--- Texte source ---
########################################
Allez, je me lance dans un deuxième article. Je vais me payer la honte, c’est sûr, moi l’amateur de punk-rock, d’opéra et de Brel. Moi le fan des Kinks, de Slade et des Pink Floyd de l’époque Meddle… Moi qui ai vibré sur Winehouse, Wagner et Charlotte Parfois. Moi qui, moi qui, moi qui, président de la république mettrais quinze heures de musique par semaine dans les écoles primaires et vingt à l’université. Moi, président… Non, c’est pas ça que je dois écrire, c’est sur Mamy Blue de Nicoletta, je crois… Woaaw la référence qui craint, j’espère qu’aucun pote ne lira cet article un jour.

Allez j’avoue, j’avais neuf ans, c’était pas ma faute si je ne savais pas que les « Bitols » et les « Beatles » étaient un seul et même groupe, que les Stones étaient de braves garçons gentils avec leur maman, et que Nicoletta, bon… Mais c’était dans la 2CV de Flavien. Flavien, c’est pas l’empereur, je suis pas si vieux quand même, c’est le père de mon pote de toujours, près de cinquante ans d’amitié, qui dit mieux? On s’est connus tout petits, et on est toujours copains, escaladant tous les sommets de Haute-Savoie dès que l’occasion se présente. On avait donc neuf ans, on était quatre gamins à l’arrière de la 2CV, à l’époque il n’y avait pas de ceintures de sécurité, pas d’ABS pas d’airbag – que l’air con comme dit Geluck –, on allait skier, il y avait la sœur de mon pote, mon pote, ma sœur et moi. On mâchait du chewing-gum pour boucher les trous du toit en tissu souple de la 2CV, une Diane je crois. Il devait y avoir la radio, et c’est là que Mamy Blue intervient. Ça devait être une sorte de tube de l’époque. On était les quatre gamins à chanter et hurler ça sur la banquette arrière. Les parents du pote riaient en nous entendant depuis l’avant. Tout ça était simple, joyeux, on ne connaissait pas encore Guantanamo, l’État islamique, les OGM, Blocher, les dangers du nucléaire. Quarante ans ont passé, et j’ai à nouveau les larmes aux yeux en écoutant ça. En plus les paroles de Nicoletta semblent revenir dans le temps pour redonner vie au jeune homme que je fus, qui parlerait à l’enfant que je ne serai plus jamais non plus :

Je suis parti un soir d’été
(Oh Mamy)
Sans dire un mot, sans t’embrasser
(Oh Mamy)
Sans un regard sur le passé
(Oh Mamy)
Le passé
Dès que j’ai franchi la frontière
(Oh Mamy)
########################################
--- Données de travail ---
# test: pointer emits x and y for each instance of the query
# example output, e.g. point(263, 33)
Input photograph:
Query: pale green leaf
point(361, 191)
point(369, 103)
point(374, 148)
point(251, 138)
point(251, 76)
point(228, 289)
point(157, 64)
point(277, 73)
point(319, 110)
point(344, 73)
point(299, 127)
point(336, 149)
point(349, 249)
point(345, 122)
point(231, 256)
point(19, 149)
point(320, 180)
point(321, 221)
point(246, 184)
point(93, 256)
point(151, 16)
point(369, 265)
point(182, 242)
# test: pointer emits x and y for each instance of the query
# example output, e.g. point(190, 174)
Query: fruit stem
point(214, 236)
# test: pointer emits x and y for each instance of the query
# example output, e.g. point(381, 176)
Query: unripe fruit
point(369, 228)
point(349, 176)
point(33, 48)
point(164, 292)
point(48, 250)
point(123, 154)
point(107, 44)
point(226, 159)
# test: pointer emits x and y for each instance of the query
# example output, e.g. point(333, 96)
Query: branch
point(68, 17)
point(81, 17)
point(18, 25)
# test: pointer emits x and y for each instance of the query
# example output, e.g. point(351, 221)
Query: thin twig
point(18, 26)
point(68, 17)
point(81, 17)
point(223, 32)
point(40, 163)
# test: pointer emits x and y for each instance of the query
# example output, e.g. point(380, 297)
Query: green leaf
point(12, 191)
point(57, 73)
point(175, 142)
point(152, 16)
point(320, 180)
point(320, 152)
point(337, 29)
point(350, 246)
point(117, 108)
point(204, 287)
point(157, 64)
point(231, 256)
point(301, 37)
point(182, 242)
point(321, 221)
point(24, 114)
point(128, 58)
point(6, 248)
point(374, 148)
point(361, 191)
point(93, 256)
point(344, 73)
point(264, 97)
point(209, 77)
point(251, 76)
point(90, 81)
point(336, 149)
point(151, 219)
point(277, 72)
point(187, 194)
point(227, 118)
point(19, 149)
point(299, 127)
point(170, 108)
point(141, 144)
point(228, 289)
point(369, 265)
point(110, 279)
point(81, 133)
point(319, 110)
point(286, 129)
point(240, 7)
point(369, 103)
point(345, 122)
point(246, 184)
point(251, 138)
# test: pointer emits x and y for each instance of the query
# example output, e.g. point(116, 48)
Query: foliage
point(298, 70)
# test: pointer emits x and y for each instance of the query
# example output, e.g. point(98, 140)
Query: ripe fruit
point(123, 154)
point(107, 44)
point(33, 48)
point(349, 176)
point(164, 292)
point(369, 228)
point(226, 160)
########################################
--- Objectif 1 ---
Modifiez le passage du texte source qui commence à « Allez, je me » et se termine à « article un jour. » en y remplaçant « Brel » par « Ferré ».
--- Objectif 2 ---
Relevez chaque ligne du listing qui contient la chaîne « leaf », en tenant compte de la casse.
Le texte source et le listing proviennent de sources différentes.

--- Réponse finale 1 ---
Allez, je me lance dans un deuxième article. Je vais me payer la honte, c’est sûr, moi l’amateur de punk-rock, d’opéra et de Ferré. Moi le fan des Kinks, de Slade et des Pink Floyd de l’époque Meddle… Moi qui ai vibré sur Winehouse, Wagner et Charlotte Parfois. Moi qui, moi qui, moi qui, président de la république mettrais quinze heures de musique par semaine dans les écoles primaires et vingt à l’université. Moi, président… Non, c’est pas ça que je dois écrire, c’est sur Mamy Blue de Nicoletta, je crois… Woaaw la référence qui craint, j’espère qu’aucun pote ne lira cet article un jour.

--- Réponse finale 2 ---
Query: pale green leaf
Query: green leaf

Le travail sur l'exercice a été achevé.